The China Coast Guard (CCG) said yesterday that it had “allowed” the Philippines to evacuate a person who had fallen ill on a rusting warship grounded on a disputed shoal in the South China Sea.
The claim was made in a statement issued just hours after the Philippine Coast Guard (PCG) reported that it had faced “numerous obstructing and delaying maneuvers” from its Chinese counterpart as it carried out the medical evacuation at Second Thomas Shoal on Sunday.
PCG spokesperson Jay Tarriela said in a social media post that two PCG vessels rendezvoused with a rigid-hulled inflatable boat (RHIB) deployed from the BRP Sierra Madre, a rusting warship that Manila purposely grounded on the shoal in 1999.
“Despite the threatening presence of various CCG small vessels, the PCG RHIB was able to return to the main PCG vessel without further interruption. The sick personnel was then provided with urgent medical attention,” said Tarriela.
Late yesterday, the CCG said that it had monitored the medical evacuation operation but had allowed it to proceed “based on humanitarian considerations,” China’s Global Times reported. It said that this was made at the request of the Philippines.
PCG spokesperson Jay Tarriela responded on X by calling the Chinese statement “ridiculous.” The statement “further confirms their illegal deployment of vessels within our EEZ (exclusive economic zone) and highlights their government’s view that the preservation of human life and welfare requires approval.”
The exchange of statements represents the latest salvo between Manila and Beijing over the situation at Second Thomas Shoal, a low-tide elevation within the Philippines’ EEZ that China claims under its maximalist “nine-dash line.” China has seemingly singled out the shoal as the most vulnerable of the nine Philippine-occupied features in the Spratly Islands. Over the past two years, CCG vessels have made increasingly frequent and forceful attempts to prevent the Philippines from resupplying the small contingent of marines stationed aboard the Sierra Madre, while accusing Manila of violating past agreements not to transport construction materials to the rusting warship. (The Philippines denies all of these claims.)

• Raw data

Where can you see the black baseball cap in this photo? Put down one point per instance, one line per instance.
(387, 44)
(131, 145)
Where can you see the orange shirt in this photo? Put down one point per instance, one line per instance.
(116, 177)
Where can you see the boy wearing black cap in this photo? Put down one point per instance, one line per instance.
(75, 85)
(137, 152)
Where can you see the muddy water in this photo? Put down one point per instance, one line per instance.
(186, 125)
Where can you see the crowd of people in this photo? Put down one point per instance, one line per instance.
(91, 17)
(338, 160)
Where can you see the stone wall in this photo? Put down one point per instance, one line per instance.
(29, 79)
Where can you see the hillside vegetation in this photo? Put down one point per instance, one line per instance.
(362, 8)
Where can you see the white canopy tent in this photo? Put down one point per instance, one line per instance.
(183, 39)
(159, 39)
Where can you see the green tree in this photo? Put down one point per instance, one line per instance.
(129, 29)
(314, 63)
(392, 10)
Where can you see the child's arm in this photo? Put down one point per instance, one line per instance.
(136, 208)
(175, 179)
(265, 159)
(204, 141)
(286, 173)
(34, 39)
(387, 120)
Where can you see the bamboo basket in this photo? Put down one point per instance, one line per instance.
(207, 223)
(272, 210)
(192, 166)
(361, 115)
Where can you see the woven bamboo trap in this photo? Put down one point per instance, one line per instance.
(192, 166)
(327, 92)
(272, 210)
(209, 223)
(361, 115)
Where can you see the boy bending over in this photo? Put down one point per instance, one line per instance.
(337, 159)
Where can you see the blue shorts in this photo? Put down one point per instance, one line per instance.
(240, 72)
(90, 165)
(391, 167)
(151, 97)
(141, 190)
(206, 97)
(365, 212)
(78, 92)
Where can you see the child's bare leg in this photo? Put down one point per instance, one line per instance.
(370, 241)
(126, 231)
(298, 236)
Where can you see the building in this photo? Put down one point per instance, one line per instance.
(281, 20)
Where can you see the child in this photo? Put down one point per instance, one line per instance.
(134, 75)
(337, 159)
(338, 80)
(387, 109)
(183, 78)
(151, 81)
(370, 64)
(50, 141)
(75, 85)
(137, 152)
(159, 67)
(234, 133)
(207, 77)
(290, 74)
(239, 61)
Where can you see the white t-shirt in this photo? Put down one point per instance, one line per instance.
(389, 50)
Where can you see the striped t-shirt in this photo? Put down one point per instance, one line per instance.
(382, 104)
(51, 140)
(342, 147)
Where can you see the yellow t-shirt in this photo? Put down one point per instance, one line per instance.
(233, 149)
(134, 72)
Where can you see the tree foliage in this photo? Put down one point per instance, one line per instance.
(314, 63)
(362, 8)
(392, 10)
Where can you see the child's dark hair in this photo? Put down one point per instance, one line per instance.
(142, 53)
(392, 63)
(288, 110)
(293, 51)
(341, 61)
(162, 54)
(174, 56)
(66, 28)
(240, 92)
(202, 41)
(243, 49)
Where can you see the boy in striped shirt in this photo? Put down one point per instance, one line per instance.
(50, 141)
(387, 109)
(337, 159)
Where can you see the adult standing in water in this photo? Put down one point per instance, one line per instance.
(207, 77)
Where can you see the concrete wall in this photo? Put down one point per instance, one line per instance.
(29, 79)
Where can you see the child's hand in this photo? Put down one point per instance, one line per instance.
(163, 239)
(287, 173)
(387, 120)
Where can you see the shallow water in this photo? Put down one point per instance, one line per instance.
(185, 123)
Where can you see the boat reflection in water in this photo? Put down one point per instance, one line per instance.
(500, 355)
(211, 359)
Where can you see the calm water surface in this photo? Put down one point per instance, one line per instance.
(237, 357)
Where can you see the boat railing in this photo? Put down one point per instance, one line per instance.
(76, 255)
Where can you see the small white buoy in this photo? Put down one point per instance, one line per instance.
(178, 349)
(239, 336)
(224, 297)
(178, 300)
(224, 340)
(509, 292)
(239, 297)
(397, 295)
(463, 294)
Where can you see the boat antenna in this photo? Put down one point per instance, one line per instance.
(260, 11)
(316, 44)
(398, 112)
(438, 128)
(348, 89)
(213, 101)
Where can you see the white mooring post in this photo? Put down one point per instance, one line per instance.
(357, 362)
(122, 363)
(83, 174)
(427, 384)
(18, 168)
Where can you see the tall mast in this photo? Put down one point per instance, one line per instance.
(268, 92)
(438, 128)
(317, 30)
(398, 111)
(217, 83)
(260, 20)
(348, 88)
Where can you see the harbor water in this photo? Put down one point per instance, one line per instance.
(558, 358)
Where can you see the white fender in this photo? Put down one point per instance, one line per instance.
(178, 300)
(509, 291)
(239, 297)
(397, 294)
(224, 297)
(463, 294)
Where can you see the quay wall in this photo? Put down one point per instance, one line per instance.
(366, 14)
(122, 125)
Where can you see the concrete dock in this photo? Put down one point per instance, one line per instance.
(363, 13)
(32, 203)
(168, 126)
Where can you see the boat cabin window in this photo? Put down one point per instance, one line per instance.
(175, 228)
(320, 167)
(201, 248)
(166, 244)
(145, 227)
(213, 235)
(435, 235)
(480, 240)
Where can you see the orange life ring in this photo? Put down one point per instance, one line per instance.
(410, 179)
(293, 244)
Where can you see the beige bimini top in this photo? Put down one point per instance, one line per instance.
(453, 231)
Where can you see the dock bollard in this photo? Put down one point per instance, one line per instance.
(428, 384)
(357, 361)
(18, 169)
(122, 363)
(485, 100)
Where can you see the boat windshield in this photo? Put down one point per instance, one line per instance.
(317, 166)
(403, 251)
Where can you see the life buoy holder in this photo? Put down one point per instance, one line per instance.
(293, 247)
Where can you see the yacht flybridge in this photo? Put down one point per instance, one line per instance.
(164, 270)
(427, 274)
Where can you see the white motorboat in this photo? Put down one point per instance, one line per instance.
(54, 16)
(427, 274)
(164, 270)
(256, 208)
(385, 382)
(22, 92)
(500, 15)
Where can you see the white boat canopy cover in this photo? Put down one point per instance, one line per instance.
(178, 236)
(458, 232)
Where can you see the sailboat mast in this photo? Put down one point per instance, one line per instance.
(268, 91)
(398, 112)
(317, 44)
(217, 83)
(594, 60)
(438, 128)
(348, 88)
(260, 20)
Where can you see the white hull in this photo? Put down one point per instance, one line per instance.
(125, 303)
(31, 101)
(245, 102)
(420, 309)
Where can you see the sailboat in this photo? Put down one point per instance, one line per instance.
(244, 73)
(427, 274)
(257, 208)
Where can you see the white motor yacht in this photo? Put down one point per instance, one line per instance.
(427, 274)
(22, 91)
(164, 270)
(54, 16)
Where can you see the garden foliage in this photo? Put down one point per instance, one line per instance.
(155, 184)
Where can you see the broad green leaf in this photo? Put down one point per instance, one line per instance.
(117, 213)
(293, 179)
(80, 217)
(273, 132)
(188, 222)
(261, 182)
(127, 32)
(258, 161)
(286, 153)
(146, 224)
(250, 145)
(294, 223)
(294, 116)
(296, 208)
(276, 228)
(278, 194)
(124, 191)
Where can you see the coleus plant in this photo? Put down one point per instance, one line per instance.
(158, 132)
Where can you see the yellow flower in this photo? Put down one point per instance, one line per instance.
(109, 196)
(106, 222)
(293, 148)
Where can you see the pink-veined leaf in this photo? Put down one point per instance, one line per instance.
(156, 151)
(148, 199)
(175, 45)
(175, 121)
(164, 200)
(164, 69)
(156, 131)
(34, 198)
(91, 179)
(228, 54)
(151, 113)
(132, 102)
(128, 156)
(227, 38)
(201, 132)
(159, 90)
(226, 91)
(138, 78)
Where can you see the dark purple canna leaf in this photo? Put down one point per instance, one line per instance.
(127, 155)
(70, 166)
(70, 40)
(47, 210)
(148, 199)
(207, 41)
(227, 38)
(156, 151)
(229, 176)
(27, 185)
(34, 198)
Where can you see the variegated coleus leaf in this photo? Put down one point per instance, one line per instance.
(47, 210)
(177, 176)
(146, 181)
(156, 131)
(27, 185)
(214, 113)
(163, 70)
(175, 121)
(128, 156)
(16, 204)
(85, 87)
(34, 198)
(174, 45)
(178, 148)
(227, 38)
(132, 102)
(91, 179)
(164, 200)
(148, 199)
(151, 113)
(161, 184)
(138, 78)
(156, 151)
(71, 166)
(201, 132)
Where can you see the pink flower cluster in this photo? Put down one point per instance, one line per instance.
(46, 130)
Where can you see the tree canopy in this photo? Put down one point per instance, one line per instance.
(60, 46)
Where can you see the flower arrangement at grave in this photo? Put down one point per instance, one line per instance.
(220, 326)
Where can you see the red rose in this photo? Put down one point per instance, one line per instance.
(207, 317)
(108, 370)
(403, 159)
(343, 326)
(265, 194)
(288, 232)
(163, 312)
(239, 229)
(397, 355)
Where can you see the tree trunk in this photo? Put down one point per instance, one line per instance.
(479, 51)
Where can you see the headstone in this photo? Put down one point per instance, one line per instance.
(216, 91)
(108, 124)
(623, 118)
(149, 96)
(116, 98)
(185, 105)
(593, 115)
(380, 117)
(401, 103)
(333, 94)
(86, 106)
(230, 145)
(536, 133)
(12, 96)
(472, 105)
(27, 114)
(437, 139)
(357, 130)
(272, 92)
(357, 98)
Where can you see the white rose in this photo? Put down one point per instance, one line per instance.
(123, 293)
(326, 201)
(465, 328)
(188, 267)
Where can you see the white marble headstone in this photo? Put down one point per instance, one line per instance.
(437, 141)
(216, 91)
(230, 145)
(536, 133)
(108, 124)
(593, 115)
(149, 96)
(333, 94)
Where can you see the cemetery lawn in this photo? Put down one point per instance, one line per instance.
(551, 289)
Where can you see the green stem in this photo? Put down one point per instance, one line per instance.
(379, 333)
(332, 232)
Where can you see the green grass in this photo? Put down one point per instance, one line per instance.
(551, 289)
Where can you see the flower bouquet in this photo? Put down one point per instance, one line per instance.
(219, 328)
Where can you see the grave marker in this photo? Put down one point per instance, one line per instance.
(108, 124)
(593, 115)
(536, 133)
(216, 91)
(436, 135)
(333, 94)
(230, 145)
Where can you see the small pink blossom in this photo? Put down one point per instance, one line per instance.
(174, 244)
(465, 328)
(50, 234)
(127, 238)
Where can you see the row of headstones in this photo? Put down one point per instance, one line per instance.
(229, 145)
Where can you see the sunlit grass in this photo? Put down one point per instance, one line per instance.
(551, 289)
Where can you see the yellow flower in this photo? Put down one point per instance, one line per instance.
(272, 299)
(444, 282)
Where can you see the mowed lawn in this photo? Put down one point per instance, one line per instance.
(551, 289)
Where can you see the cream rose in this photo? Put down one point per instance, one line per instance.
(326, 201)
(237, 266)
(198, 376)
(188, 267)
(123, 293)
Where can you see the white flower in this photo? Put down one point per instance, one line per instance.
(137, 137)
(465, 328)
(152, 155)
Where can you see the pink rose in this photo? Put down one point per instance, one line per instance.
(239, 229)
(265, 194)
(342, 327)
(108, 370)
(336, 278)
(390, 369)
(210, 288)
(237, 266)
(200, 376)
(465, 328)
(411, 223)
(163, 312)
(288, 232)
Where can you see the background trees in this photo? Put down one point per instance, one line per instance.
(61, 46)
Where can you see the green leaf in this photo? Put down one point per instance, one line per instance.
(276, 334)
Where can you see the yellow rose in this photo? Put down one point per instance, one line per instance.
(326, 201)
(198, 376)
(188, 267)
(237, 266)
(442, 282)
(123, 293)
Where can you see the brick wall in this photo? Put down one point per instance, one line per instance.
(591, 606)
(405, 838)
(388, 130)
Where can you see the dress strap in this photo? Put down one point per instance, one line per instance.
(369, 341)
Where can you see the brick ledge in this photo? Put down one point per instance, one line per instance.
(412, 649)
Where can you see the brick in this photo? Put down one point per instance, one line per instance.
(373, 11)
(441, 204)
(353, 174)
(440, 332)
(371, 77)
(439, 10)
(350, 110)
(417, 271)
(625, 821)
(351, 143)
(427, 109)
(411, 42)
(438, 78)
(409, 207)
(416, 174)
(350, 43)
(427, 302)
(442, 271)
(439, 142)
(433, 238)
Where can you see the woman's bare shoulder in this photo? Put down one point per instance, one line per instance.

• Work instructions
[1] Decide whether each statement agrees with the Second Thomas Shoal article, answering yes or no and quoting the deciding words of the article: (a) Manila grounded the BRP Sierra Madre on the shoal in 1999. (b) The CCG said it allowed the evacuation on its own initiative, without any request. (c) The Philippines accepts China's accusations about transporting construction materials to the warship.
[2] Set down the part of the Second Thomas Shoal article starting at "The China Coast" and ending at "Shoal on Sunday.".
[3] Extend the Second Thomas Shoal article from the point where it stops.
The items are separate material and are not part of the Second Thomas Shoal article.

• Responses by item number
[1]
(a) Yes: "a rusting warship that Manila purposely grounded on the shoal in 1999"
(b) No: "It said that this was made at the request of the Philippines."
(c) No: "(The Philippines denies all of these claims.)"

[2]
The China Coast Guard (CCG) said yesterday that it had “allowed” the Philippines to evacuate a person who had fallen ill on a rusting warship grounded on a disputed shoal in the South China Sea.
The claim was made in a statement issued just hours after the Philippine Coast Guard (PCG) reported that it had faced “numerous obstructing and delaying maneuvers” from its Chinese counterpart as it carried out the medical evacuation at Second Thomas Shoal on Sunday.

[3]
This has resulted in a string of dangerous incidents in which CCG vessels have rammed and fired water cannons at Philippine patrol ships and supply boats. Among the most serious took place on June 17, in which eight Filipino personnel were injured, one of them seriously. The PCG also claims that China blocked an attempted medical evacuation on May 19.
The exchange of indignant statements came a day after China Foreign Ministry Spokesperson Mao Ning said that the Philippines was “allowed” to deliver supplies or evacuate personnel from the Sierra Madre – if it “notifies the Chinese side in advance.”
This creates a dilemma for the Philippines, which Ray Powell, the director of the SeaLight project at Stanford University’s Gordian Knot Center for National Security Innovation, told the Inquirer.
“For Manila to recognize Beijing’s stated pre-notification requirement – even for basic humanitarian missions – runs counter to Manila’s assertion of its freedom of navigation and resupply rights to its own outpost within its own exclusive economic zone,” Powell said.
Also this week, Manila and Beijing exchanged angry words after China’s Ministry of Natural Resources said in a report on Monday that the “illegally beached” Sierra Madre had “seriously damaged the diversity, stability and sustainability of the reef ecosystem” at Second Thomas Shoal. The Philippines’ South China Sea taskforce shot back by accusing China of having “caused untold damage to the maritime environment, and jeopardized the natural habitat and the livelihood of thousands of Filipino fisherfolk.”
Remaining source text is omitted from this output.